In 2017, US tech firm Three Square Market gave employees the option to be implanted with microchips that let them unlock open doors, log into computers and pay for snacks from vending machines in their offices.
Both chips are passive devices that use different types of radio frequency to operate, without a battery or power source, so they won’t do anything until they interact with a device, which can read the information inside.
While this technology is useful for able-bodied people, it could be life changing for disabled people. For those who struggle with dexterity, for example, installing an RFID-powered lock could allow them to pass in and out of their homes with ease.
Winter Mraz has five cyber implants in her body, including an NFC chip which typically contains her business card. However, when she travels, she uploads a link to a website she’s made with all her medical information.
Mraz says: “I have an autoimmune disease, so I’m allergic to a lot of things, and it’s way too much to put on a medical alert bracelet. So instead I’ve got all of the information like what I’m allergic to, what medication I can’t have, what type of EpiPen I use, on there.
__________________________________________________
[Activities]
#1 Repeat the microchip implant passage word for word, starting at "Both chips are" and ending at "her medical information.".
#2 Pick up the text on microchip implants where it stops and keep writing.

[Dataset section]
__________________________________________________
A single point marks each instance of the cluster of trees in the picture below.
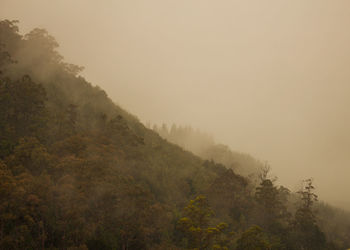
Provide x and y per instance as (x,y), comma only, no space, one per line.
(204,146)
(78,172)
__________________________________________________
[Replies]
#1
Both chips are passive devices that use different types of radio frequency to operate, without a battery or power source, so they won’t do anything until they interact with a device, which can read the information inside.
While this technology is useful for able-bodied people, it could be life changing for disabled people. For those who struggle with dexterity, for example, installing an RFID-powered lock could allow them to pass in and out of their homes with ease.
Winter Mraz has five cyber implants in her body, including an NFC chip which typically contains her business card. However, when she travels, she uploads a link to a website she’s made with all her medical information.

#2
“I say [cyber implants] are proactive verses reactive. It just becomes passive, you don’t think about it anymore, it’s just a natural thing for you to do.”
Hearing colours: bone-conduction induced synaesthesia
Neil Harbisson was born with a rare form of colour-blindness called achromatopsia, which causes him to see the world entirely in greyscale. In order to experience colour, he started a project with a group of scientists to install an electronic antenna on the top of his head.
The antenna uses bone conduction through Harbisson’s skull to generate different sounds in response to the colours it picks up. He has now heard this ringing out constantly through his head since its installation in 2003.
In 2009, the antenna was modified to respond to infrared and ultraviolet light too, light frequencies that cannot be perceived by regular human vision. The antenna has essentially allowed Harbisson to not only match regular human abilities despite his condition, but surpass them.
The implant also contains a Bluetooth chip which allows him to receive colour signals sent from smartphones.
The surgery to implant the antenna was repeatedly rejected by bioethical committees, but ended up progressing regardless by virtue of an anonymous doctor.
The Eyeborg Project: didn’t see that coming
Rob Spence is a one-eyed filmmaker, who wears a prosthetic eye with a wireless video camera embedded inside.
The camera eye is made up of a two part sealable prosthetic shell, a circuit board, battery, camera module, and wireless video transmitter. He has two to choose from, one which looks realistic and another which glows red and looks like the Terminator’s eyes.
Spence says: “I swap between the two of them as a prosthetic eye is as switchable as a pair of earrings. I tend to pop one in when I am filming something interesting. And I often wear an eyepatch.”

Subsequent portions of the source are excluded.